What you are asked to do: Reproduce the listing below from the line containing "[locate] the green" through its last line, both ends included, with the request lines kept unchanged. Scale every point coordinate by 0.9 and round each result to a whole number, rounding halves up.

-*-

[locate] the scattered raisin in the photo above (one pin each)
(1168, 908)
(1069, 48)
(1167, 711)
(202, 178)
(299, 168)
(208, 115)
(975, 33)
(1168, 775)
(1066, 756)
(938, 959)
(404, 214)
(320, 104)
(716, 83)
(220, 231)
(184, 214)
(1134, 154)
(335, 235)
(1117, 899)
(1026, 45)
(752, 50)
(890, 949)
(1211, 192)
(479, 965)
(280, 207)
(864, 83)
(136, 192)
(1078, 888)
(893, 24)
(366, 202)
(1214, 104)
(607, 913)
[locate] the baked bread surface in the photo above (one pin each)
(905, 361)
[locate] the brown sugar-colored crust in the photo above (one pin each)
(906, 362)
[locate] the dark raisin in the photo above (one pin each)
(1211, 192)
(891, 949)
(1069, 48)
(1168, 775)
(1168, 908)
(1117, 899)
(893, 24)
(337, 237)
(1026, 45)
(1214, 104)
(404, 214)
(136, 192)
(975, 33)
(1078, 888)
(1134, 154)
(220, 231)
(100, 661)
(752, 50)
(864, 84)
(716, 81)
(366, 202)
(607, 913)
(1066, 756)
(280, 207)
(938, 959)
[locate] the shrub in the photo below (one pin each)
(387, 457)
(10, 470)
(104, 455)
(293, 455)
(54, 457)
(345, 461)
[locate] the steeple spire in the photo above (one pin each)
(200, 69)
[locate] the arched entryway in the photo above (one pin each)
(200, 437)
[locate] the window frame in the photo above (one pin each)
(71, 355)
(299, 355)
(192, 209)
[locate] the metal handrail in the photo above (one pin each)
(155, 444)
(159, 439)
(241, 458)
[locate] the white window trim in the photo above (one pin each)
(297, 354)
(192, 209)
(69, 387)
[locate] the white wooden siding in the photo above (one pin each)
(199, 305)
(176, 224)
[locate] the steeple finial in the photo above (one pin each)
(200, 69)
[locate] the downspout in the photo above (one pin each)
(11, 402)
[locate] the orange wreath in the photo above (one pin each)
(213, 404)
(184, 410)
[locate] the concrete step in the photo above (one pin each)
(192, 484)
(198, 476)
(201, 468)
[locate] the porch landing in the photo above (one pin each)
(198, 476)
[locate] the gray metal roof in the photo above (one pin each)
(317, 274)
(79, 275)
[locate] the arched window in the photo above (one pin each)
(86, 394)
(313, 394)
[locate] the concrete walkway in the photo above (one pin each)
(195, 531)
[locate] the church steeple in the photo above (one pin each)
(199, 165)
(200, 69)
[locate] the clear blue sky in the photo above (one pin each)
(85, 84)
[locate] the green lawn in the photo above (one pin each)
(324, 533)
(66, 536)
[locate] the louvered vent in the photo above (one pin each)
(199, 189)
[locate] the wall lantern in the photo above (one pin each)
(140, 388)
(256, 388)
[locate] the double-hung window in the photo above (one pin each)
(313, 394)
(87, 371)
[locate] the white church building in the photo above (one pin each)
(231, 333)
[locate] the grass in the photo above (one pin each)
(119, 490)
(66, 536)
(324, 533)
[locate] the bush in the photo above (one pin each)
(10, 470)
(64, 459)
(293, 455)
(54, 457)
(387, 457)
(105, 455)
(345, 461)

-*-

Reply:
[locate] the green lawn in the photo above (one pin each)
(292, 480)
(59, 482)
[locate] the louvered vent in the photo above (one pin each)
(179, 170)
[locate] the wall lantern in the photo above (one pin each)
(126, 349)
(230, 349)
[locate] the double-hung window in the photo above (one pin each)
(282, 355)
(78, 334)
[locate] the white church building in the photo above (one pin each)
(208, 300)
[locate] the grass in the photo above (one pin each)
(107, 441)
(59, 482)
(292, 480)
[locate] the bush in the photo above (one pin each)
(9, 423)
(58, 413)
(264, 410)
(49, 411)
(348, 411)
(95, 410)
(311, 415)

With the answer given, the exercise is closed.